* start Data for the task *

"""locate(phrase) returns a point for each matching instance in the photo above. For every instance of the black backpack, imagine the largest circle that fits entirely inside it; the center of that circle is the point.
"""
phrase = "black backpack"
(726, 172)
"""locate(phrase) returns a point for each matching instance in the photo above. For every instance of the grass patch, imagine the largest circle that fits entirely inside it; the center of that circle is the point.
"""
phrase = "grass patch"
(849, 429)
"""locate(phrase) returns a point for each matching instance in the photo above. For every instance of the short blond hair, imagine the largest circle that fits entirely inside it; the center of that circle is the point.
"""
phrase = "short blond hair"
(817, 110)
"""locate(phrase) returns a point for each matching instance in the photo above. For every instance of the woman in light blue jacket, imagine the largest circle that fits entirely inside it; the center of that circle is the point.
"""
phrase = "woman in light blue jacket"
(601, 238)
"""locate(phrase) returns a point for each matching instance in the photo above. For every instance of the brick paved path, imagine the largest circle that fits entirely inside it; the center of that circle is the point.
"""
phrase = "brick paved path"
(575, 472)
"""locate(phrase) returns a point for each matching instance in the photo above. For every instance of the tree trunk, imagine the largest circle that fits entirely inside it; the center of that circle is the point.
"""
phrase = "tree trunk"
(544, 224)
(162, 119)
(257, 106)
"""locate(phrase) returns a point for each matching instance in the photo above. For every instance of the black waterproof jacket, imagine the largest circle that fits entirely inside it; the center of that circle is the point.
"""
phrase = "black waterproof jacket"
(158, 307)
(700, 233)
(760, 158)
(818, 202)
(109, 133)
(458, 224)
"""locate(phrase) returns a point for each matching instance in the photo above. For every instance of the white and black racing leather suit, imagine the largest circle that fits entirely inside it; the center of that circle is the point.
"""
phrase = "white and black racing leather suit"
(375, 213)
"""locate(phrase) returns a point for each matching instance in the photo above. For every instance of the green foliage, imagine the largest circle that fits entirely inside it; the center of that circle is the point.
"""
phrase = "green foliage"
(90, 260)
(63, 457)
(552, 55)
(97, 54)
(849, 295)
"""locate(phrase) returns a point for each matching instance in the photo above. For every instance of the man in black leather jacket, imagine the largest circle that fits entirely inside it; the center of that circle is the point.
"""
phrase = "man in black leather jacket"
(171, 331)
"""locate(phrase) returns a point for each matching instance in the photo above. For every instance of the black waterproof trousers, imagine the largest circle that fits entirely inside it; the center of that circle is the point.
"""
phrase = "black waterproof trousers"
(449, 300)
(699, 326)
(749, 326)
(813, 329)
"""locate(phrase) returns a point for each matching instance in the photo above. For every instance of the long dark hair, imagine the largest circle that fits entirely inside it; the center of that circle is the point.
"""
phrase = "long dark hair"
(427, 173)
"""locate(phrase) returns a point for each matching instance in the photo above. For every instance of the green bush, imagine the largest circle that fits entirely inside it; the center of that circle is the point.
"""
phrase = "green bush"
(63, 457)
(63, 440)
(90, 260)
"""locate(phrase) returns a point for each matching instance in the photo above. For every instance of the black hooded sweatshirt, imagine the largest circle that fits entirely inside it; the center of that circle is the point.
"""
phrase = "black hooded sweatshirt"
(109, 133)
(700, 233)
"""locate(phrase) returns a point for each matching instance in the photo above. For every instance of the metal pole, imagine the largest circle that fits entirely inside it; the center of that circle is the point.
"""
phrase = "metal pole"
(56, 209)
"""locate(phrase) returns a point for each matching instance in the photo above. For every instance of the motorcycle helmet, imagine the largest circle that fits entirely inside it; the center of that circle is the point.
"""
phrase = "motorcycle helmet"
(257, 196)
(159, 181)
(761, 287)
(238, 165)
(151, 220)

* end Data for the task *

■ Written request
Set down nothing but the lines from the one with "of the long" through the end of the records, keeping each line exactly as written and including both ends.

■ Correct result
"""locate(phrase) returns a point for each matching instance in the photo above. For every instance of the long dark hair, imagine the largest circle that fits entirely inside it; the center of that circle is the point.
"""
phrase = "long dark hair"
(427, 173)
"""locate(phrase) returns a point for each matching instance in the photo above. For every instance of the green bush, imagine the largest circle that fits entirely inside it; the center of that circle is the point.
"""
phrase = "green bush"
(63, 457)
(63, 440)
(90, 260)
"""locate(phrase) returns a point for each matching instance in the photo above. For every instance of the black hooded sweatshirt, imagine the largest circle that fits entirely inside it; the center of that circle is the point.
"""
phrase = "black hooded sweatshirt"
(109, 133)
(700, 233)
"""locate(phrase) returns a point for each matching instance in the photo above. For every instance of the metal pole, imagine the largest circle that fits entirely inside it; the center of that circle is the point.
"""
phrase = "metal pole"
(56, 209)
"""locate(phrase) returns a point for each matching instance in the photo above. For every instance of the motorcycle helmet, imagine the largest circle that fits entirely inside it; the center of that circle is the point.
"""
phrase = "motorcycle helmet"
(257, 196)
(159, 181)
(761, 287)
(238, 165)
(151, 220)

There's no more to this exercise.